> **To do**: Please update the entries from the start up to and including the line with "box: [52, 39, 123, 69]", replacing "positive clicks" with "foreground clicks" and leaving everything else unchanged. Omit the pictures from your answer.

> **Records for processing**:
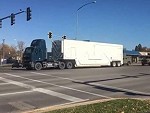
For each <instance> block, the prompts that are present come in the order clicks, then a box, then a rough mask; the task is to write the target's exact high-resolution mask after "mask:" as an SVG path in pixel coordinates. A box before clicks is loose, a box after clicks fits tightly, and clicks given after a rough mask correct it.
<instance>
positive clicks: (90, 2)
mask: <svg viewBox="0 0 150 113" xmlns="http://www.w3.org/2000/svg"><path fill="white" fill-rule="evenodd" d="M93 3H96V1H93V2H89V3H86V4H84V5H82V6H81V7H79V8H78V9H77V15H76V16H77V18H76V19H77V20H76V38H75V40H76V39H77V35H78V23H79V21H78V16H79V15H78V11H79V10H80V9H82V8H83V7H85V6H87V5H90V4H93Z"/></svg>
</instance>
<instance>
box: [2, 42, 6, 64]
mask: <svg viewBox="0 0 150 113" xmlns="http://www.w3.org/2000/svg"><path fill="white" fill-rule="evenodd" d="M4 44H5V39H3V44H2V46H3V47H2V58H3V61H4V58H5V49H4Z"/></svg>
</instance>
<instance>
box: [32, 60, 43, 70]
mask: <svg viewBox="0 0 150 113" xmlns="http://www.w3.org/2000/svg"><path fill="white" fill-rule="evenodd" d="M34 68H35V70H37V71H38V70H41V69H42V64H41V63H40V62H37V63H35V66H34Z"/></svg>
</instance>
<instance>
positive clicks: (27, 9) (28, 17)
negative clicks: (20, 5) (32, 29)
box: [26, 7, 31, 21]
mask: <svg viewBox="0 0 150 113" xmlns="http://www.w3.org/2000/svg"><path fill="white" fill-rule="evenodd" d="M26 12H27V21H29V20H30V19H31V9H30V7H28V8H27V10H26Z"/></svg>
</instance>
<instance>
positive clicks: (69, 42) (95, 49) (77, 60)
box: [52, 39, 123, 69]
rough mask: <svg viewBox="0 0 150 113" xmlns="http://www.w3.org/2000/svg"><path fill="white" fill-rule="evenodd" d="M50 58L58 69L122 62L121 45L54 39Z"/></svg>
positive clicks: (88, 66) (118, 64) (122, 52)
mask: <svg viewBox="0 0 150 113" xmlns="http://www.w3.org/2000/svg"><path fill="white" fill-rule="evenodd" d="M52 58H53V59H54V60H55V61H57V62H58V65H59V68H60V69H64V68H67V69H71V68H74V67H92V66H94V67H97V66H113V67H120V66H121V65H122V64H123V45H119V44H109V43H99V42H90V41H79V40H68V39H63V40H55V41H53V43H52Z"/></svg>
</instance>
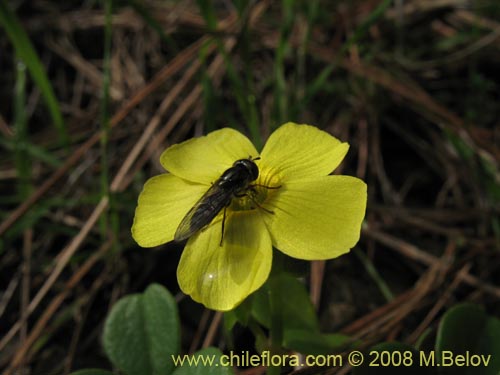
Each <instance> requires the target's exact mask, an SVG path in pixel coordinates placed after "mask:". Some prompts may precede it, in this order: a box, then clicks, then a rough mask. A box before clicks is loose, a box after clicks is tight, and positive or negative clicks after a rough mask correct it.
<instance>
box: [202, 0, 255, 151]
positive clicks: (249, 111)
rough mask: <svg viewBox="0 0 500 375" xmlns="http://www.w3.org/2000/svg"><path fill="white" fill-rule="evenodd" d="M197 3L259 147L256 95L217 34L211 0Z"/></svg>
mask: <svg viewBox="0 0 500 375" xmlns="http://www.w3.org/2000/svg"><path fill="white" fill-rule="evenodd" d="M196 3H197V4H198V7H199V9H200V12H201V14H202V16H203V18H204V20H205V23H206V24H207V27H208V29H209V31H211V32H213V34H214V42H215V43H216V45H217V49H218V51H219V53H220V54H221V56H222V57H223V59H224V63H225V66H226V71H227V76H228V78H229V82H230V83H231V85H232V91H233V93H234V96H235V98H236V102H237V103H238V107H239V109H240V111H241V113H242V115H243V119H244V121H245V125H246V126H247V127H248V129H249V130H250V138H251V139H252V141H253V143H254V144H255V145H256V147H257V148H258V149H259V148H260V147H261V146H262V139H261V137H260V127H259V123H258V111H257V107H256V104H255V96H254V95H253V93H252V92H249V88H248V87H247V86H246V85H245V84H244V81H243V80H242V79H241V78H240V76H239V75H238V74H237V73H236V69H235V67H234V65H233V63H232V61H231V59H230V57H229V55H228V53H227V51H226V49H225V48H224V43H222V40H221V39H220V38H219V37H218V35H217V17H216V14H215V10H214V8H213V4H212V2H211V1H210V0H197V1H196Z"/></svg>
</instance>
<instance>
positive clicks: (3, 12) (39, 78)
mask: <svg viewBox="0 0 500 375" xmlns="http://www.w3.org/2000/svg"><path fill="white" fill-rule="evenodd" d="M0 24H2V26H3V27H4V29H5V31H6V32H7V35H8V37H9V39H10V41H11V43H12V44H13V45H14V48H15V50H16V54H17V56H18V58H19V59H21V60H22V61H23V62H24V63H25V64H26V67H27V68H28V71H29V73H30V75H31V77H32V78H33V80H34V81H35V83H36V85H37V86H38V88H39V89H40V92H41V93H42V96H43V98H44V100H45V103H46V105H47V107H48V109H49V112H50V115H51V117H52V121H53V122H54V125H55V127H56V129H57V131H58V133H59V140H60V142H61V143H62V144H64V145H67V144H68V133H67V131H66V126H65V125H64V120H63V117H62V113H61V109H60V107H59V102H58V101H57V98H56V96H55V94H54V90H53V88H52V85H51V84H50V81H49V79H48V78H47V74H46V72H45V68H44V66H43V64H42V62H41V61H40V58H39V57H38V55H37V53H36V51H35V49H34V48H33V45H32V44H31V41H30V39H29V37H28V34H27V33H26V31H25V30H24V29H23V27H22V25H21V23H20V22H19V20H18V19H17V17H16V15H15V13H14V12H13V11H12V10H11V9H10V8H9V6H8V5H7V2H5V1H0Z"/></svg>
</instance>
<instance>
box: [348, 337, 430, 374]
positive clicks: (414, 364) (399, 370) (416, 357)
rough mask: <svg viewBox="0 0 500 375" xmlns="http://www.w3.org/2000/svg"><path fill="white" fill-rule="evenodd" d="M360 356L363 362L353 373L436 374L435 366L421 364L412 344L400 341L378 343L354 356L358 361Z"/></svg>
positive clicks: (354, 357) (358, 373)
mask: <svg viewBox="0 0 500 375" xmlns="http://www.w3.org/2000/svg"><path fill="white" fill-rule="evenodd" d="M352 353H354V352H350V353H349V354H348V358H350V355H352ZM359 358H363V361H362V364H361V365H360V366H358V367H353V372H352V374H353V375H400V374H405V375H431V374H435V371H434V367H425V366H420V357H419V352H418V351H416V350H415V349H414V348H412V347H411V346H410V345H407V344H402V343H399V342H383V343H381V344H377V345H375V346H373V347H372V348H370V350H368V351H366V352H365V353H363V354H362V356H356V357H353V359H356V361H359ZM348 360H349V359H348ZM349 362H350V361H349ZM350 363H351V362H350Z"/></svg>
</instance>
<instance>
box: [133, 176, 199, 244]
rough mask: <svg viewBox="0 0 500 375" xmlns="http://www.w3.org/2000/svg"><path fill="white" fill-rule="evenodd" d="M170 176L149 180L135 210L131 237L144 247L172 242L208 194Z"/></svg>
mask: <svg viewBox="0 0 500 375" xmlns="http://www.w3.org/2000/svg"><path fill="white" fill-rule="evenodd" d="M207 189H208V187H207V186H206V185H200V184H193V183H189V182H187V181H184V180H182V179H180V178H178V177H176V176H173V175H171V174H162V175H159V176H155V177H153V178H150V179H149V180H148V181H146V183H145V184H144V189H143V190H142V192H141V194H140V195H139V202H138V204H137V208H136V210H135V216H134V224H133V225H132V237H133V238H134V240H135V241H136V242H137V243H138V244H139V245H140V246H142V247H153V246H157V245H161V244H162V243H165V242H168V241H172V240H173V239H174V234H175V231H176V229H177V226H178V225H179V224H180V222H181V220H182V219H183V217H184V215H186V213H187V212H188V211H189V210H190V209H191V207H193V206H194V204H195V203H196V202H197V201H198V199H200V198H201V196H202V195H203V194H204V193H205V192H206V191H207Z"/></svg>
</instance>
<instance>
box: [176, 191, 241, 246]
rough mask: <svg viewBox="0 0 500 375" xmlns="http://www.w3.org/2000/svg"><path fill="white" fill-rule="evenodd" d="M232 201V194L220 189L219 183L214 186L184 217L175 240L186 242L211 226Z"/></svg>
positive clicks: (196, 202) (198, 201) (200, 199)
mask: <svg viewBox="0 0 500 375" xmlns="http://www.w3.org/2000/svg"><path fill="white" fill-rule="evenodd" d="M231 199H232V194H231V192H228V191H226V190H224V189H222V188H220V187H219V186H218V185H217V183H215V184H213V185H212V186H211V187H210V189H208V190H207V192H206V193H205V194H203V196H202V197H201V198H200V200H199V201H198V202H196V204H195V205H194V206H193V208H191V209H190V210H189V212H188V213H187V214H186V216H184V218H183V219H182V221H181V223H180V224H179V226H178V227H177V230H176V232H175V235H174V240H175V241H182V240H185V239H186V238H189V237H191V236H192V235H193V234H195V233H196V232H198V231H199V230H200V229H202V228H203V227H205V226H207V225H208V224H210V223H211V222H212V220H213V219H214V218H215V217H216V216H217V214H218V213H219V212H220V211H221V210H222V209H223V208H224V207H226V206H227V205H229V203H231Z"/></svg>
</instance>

> **Answer below**:
For each <instance> block, the prompts that are present come in the order clicks, then a box, then a rough mask; the task is to write the target's exact high-resolution mask after "mask:" as an SVG path in pixel coordinates. A box before clicks is loose, a box after clicks fits tightly, and clicks given after a rough mask correct it.
<instance>
foreground clicks: (90, 2)
mask: <svg viewBox="0 0 150 113" xmlns="http://www.w3.org/2000/svg"><path fill="white" fill-rule="evenodd" d="M93 3H96V1H93V2H89V3H86V4H84V5H82V6H81V7H79V8H78V9H77V15H76V16H77V18H76V19H77V20H76V38H75V40H76V39H77V35H78V23H79V21H78V16H79V15H78V11H79V10H80V9H82V8H83V7H85V6H87V5H90V4H93Z"/></svg>
</instance>
<instance>
box: [2, 42, 6, 64]
mask: <svg viewBox="0 0 150 113" xmlns="http://www.w3.org/2000/svg"><path fill="white" fill-rule="evenodd" d="M4 44H5V39H3V44H2V46H3V47H2V58H3V61H4V58H5V49H4Z"/></svg>
</instance>
<instance>
box: [32, 60, 43, 70]
mask: <svg viewBox="0 0 150 113" xmlns="http://www.w3.org/2000/svg"><path fill="white" fill-rule="evenodd" d="M34 68H35V70H37V71H38V70H41V69H42V64H41V63H40V62H37V63H35V66H34Z"/></svg>
</instance>
<instance>
foreground clicks: (27, 9) (28, 17)
negative clicks: (20, 5) (32, 29)
box: [26, 7, 31, 21]
mask: <svg viewBox="0 0 150 113" xmlns="http://www.w3.org/2000/svg"><path fill="white" fill-rule="evenodd" d="M26 12H27V21H29V20H30V19H31V9H30V7H28V8H27V10H26Z"/></svg>
</instance>
<instance>
foreground clicks: (69, 42) (95, 49) (77, 60)
box: [52, 39, 123, 69]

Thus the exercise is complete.